Here’s one I came across last night. It’s from Touched by Fire – The Life, Death, and Mythic Afterlife of George Armstrong Custer, by Louise Barnett (Holt, 1996).

The common code of warfare most often referred to, that of the officer and the gentleman, seems to crop up everywhere in Civil War annals, sometimes in a fantastic form. Henry Edwin Tremain recalled a Confederate prisoner taken prisoner at Sailor’s Creek who appealed to his Union counterpart because his watch had been stolen. The officer replied, “That is to be regretted, sir; if it can be found, it shall be restored and the thief punished.” This against a backdrop that Tremain describes as “scattered horses, wrecked artillery, ghastly human corpses.”
 
Posts: 355 | Location: Northern Idaho in the U.S.A. | Registered: November 26, 2002
IHC Member 163
Picture of Mark Cross
posted
In following up on this post, I am currently reading a biography of Theodore Roosevelt, and though a tee-totaler all his life, he was known early on to celebrate on EXTREMELY rare occasions. One of those times was in celebration of his graduation from Harvard. In his diary, he referred to the fact that he had indulged quite heavily in the supplied spirits, BUT, he was STILL able to wind his watch before going to bed with no problem! I have read this many times in Victorian fiction as to the ability to wind a watch as a measure of sobriety for an individual, but this is the first time I've read it written down by a famous personage from our history! Regards. Mark

NAWCC Member 157508
NAWCC-IHC Member 163
 
Posts: 3733 | Location: Estill Springs, Tennessee, USA | Registered: December 02, 2002
Picture of Stu Goldstein
posted
“For decades after the introduction of the going barrel, makers felt it necessary to engrave an arrow around their winding holes to warn the user to turn his key to the right; while those who could afford to used “tipsy keys” with ratchet insert, so-called because they could turn squares only to the right and hence were proof against the errors of inebriation.”

•••

* [What is asked]:
A. Answer these from the forum thread about watches:
(i) Where was the Confederate prisoner with the stolen watch captured?
(ii) What event did Theodore Roosevelt celebrate with heavy drinking?
(iii) Why were "tipsy keys" given that name?
B. Continue the forum thread about watches from its final sentence.

Items from a data source
•••

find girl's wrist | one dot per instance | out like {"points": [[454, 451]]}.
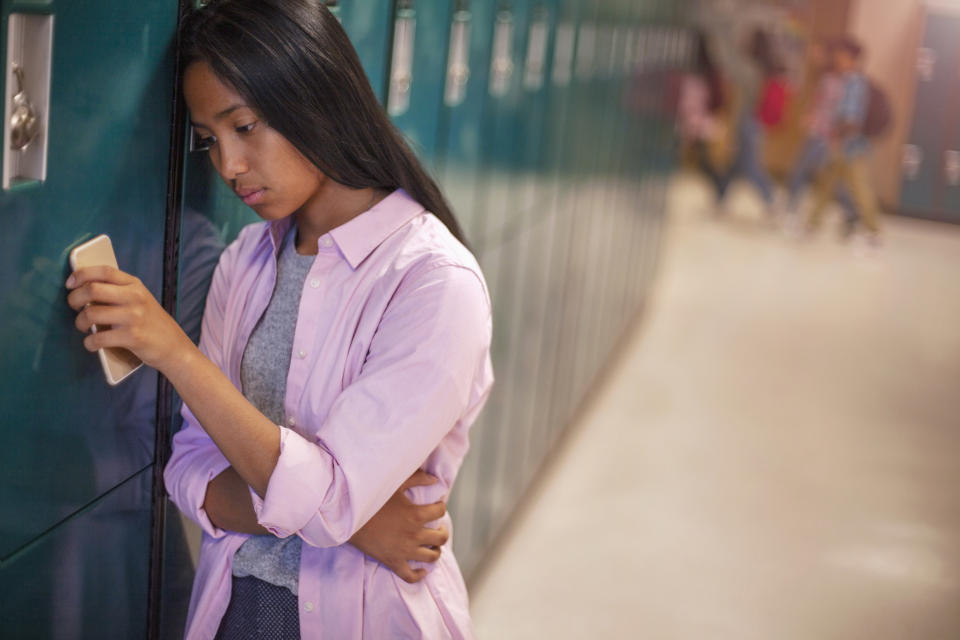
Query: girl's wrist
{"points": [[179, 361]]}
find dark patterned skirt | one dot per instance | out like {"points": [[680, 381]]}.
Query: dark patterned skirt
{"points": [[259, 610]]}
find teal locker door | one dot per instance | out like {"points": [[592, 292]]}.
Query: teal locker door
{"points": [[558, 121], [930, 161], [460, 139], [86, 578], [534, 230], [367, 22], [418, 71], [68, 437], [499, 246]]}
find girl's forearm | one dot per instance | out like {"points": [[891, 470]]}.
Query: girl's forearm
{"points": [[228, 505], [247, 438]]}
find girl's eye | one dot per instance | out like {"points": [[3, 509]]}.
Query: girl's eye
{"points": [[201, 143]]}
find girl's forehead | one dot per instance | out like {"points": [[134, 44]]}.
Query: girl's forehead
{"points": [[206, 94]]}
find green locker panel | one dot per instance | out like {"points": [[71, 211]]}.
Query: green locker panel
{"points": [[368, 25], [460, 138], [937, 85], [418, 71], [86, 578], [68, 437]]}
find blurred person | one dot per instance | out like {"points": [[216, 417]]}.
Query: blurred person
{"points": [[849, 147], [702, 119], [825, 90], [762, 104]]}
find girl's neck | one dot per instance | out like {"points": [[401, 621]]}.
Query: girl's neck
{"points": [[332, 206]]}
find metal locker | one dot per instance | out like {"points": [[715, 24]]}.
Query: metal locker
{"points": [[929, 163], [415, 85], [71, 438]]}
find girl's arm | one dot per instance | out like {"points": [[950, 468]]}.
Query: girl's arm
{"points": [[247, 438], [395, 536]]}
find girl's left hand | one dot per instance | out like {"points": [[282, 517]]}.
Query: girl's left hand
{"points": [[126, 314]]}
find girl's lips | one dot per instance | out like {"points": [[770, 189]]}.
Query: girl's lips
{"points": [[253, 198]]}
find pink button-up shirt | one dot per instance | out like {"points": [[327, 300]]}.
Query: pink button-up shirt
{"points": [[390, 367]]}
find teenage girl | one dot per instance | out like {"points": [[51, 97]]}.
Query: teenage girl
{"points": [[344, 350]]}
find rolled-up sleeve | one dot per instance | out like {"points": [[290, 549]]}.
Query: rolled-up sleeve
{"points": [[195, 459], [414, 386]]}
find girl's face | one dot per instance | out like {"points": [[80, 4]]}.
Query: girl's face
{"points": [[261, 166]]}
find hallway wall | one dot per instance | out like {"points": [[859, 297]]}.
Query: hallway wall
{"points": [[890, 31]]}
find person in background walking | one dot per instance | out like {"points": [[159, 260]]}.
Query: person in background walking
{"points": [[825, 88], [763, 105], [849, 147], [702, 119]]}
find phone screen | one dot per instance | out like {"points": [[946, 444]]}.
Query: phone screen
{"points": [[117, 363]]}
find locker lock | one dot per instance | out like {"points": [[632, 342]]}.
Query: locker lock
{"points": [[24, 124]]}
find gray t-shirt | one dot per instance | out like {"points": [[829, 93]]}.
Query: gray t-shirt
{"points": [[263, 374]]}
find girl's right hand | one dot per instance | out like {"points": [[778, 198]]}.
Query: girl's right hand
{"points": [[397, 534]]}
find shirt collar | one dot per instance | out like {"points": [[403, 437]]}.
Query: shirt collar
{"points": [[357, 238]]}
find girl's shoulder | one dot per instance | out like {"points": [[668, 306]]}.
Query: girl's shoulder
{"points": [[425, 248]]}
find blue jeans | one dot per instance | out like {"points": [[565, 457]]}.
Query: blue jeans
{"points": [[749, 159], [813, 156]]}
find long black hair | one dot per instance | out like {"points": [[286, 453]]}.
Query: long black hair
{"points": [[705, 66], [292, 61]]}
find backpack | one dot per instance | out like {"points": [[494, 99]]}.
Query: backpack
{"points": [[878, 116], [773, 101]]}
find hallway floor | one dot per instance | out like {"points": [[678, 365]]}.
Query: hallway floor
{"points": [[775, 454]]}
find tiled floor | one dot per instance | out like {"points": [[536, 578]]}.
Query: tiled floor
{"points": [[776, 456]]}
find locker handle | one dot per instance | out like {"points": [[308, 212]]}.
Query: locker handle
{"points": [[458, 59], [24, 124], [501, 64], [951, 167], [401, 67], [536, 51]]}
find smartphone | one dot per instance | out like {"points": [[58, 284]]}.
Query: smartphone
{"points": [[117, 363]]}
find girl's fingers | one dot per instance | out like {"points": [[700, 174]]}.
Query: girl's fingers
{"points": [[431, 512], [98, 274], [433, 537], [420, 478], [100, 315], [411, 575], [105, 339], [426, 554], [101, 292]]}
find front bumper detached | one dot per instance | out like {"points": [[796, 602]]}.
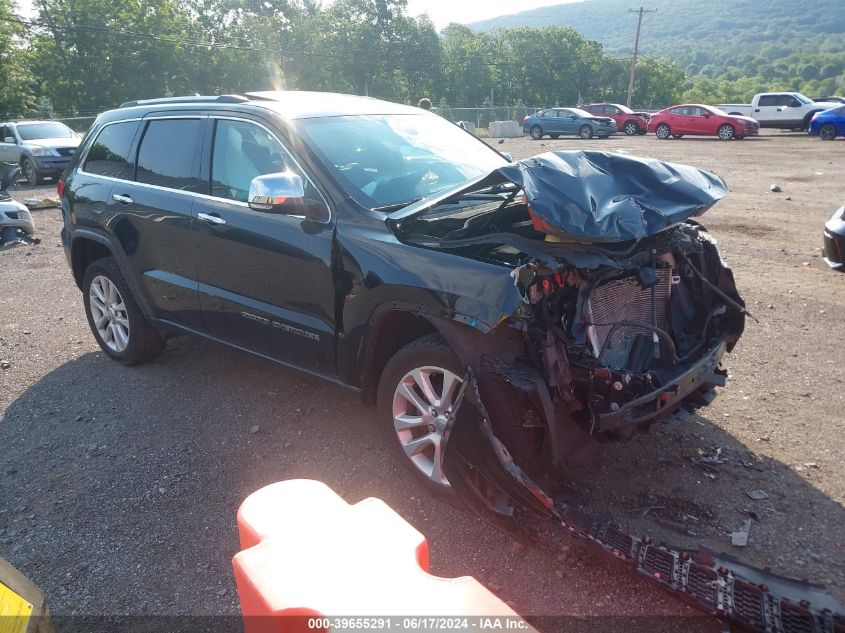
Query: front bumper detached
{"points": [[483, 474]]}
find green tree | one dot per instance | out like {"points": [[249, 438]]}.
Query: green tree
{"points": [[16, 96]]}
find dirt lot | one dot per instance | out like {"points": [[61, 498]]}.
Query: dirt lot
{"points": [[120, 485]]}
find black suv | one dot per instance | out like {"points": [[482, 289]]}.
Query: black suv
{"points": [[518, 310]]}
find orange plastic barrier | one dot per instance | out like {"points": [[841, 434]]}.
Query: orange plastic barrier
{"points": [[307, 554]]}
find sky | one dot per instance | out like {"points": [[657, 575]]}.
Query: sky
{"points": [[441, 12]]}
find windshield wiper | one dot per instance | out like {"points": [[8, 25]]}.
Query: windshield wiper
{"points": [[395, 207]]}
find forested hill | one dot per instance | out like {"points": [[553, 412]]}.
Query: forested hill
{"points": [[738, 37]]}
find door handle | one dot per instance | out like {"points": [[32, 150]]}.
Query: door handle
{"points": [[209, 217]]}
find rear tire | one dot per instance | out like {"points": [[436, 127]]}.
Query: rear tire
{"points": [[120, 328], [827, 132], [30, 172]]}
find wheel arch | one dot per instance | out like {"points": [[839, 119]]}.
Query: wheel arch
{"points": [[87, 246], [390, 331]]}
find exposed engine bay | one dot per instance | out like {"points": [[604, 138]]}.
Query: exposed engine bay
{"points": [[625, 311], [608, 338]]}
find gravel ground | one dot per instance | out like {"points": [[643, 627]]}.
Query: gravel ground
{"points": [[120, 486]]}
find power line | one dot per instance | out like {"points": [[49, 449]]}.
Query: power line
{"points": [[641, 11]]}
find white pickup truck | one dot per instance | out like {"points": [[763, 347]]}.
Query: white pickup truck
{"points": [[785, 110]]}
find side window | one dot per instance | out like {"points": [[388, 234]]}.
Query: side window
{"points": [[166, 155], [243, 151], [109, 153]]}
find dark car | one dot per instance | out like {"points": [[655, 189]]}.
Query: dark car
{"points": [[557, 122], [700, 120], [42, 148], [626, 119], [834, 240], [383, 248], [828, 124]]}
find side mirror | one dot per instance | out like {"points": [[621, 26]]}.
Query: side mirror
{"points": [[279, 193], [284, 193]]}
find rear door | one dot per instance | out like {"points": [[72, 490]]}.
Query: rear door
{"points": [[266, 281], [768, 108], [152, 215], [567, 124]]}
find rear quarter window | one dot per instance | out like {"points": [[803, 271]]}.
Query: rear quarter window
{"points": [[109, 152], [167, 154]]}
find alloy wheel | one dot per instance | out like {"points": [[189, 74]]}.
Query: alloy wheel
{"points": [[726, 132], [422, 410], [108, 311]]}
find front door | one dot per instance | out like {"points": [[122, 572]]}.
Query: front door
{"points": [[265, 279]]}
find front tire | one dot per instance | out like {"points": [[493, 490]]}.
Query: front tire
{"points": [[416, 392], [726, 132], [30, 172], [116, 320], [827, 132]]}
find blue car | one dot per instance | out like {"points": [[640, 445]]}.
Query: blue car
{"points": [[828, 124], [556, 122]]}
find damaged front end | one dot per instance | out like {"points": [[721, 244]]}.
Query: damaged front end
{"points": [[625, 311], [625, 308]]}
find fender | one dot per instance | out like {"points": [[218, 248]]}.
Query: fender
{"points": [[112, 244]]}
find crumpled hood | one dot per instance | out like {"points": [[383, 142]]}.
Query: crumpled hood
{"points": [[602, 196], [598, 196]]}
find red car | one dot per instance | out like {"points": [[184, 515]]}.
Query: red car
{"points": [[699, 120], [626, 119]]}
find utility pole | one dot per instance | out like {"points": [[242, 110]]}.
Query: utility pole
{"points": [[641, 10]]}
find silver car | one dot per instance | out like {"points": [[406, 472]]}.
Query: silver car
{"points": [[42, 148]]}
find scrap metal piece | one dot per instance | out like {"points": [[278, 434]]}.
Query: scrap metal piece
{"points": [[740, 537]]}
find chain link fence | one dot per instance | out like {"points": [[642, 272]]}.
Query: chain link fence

•••

* [The responses]:
A.
(i) At Sailor's Creek.
(ii) His graduation from Harvard.
(iii) They could turn squares only to the right, so they were proof against the errors of inebriation.

B.
– David S. Landes, Revolution In Time, Harvard University Press, p 298

Stu
 
Posts: 355 | Location: Northern Idaho in the U.S.A. | Registered: November 26, 2002
IHC Member 163
Picture of Mark Cross
posted
How about that!! EekThanks, Stu! High regards. Mark

NAWCC Member 157508
NAWCC-IHC Member 163
 
Posts: 3733 | Location: Estill Springs, Tennessee, USA | Registered: December 02, 2002
Picture of Jessica Lane
posted
I was reading somewhere that George's Washington's Crossing of the Delaware wasn't quite as dashing a spectacle as it's pictured. Apparently a lot of men had to walk across (some with the horses, some because they didn't have enough boats). I read that after five hours walking on a freezing day through the icy water, they had only gotten some partial distance (don't remember how far). But I think we can assume that someone had a watch,very likely George Washington, and others, since I distinctly remember five hours.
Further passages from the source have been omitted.